MATERIAL TO PROCESS:
** Start **

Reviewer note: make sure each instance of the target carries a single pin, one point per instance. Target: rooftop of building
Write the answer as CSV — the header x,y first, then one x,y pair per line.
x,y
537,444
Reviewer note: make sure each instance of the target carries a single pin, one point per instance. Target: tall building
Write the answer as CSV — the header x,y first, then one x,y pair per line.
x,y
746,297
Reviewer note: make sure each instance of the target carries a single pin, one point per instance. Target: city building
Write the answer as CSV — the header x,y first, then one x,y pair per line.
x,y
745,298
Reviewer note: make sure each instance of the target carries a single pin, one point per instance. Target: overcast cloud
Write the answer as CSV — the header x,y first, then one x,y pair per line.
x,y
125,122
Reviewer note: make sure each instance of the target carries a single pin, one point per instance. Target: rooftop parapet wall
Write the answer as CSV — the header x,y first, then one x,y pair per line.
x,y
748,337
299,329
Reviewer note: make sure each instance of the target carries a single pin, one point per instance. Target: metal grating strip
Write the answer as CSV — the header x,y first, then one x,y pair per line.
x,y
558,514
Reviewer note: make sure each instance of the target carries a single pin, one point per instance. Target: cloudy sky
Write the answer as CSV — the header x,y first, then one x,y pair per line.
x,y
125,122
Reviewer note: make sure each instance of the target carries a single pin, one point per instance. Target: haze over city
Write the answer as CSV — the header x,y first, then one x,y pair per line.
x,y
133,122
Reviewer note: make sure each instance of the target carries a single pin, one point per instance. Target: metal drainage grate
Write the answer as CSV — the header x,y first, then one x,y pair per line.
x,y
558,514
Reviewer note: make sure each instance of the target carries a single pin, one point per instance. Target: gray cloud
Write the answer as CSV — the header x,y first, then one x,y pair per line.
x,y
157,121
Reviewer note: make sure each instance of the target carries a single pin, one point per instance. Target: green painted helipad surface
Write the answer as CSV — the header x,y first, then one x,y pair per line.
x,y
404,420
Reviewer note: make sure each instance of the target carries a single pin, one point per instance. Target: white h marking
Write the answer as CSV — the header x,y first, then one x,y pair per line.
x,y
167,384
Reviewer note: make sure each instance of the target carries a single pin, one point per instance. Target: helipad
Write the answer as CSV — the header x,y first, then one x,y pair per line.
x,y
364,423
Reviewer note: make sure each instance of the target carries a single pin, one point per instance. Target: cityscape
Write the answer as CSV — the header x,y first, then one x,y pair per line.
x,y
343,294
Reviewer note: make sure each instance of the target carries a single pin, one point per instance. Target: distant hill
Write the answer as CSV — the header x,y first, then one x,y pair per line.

** End **

OBJECTIVE:
Quote each line of the data above exactly as written.

TASK RESPONSE:
Reviewer note: make sure each instance of the target carries a single pin, one point per instance. Target: rooftop of building
Write the answer as CSV — the header x,y first, then one x,y pair per line.
x,y
537,444
Reviewer note: make sure each instance of the target carries a single pin, one point per instance. Target: tall building
Write the answer as CSV — the header x,y first, then one x,y pair per line.
x,y
746,297
Reviewer note: make sure each instance of the target carries a single pin, one point per instance. Target: city building
Write the answer as CSV — the header x,y first, then one x,y pair per line.
x,y
745,298
Reviewer note: make sure each instance of the target carries a single pin, one point per instance. Target: overcast cloud
Write the answer as CSV — the header x,y first, then one x,y pair per line.
x,y
125,122
Reviewer note: make sure each instance of the target carries a single pin, one point per instance. Target: rooftop parapet wall
Write the answer as CSV — the header x,y first, then one x,y pair per line.
x,y
748,337
299,329
Reviewer note: make sure each instance of the target carries a single pin, one point per instance. Target: metal grating strip
Write the answer as CSV — the header x,y first, then one x,y pair per line.
x,y
558,514
Reviewer note: make sure each instance of the target carries a single pin, one point per instance. Target: cloudy sky
Write the answer as CSV — the header x,y first, then one x,y pair per line.
x,y
125,122
Reviewer note: make sure each instance of the target carries a single pin, one point per instance. Target: haze over city
Write the answer as CSV — the header x,y first, then one x,y pair per line.
x,y
133,122
Reviewer note: make sure each instance of the target carries a single pin, one point per instance. Target: metal drainage grate
Write the answer as CSV — the header x,y first, then one x,y pair per line.
x,y
558,514
Reviewer note: make sure each instance of the target carries a single pin, one point per instance. Target: gray cloud
Write the answer as CSV — the header x,y first, then one x,y pair per line.
x,y
157,121
Reviewer note: make sure each instance of the target carries a single pin, one point per instance. Target: green painted helipad surface
Write the answer as CSV — the header x,y first, then one x,y pair per line.
x,y
404,420
Reviewer note: make sure each instance of the target carries a single pin, one point per instance. Target: white h marking
Write the answer as CSV — the header x,y first, then one x,y pair per line.
x,y
167,384
Reviewer note: make sure each instance of the target carries a single pin, one point per instance. Target: helipad
Write the answer as CSV — the header x,y first, then one x,y pair per line.
x,y
364,423
Reviewer note: make sure each instance of the target carries a single pin, one point per instance. Target: cityscape
Write the answer as CSV — the header x,y first, then one x,y pair per line.
x,y
343,294
Reviewer note: make sure each instance of the target carries a single pin, one point per instance. Target: distant hill
Write the answer as CSV — the header x,y first, then one x,y pair per line.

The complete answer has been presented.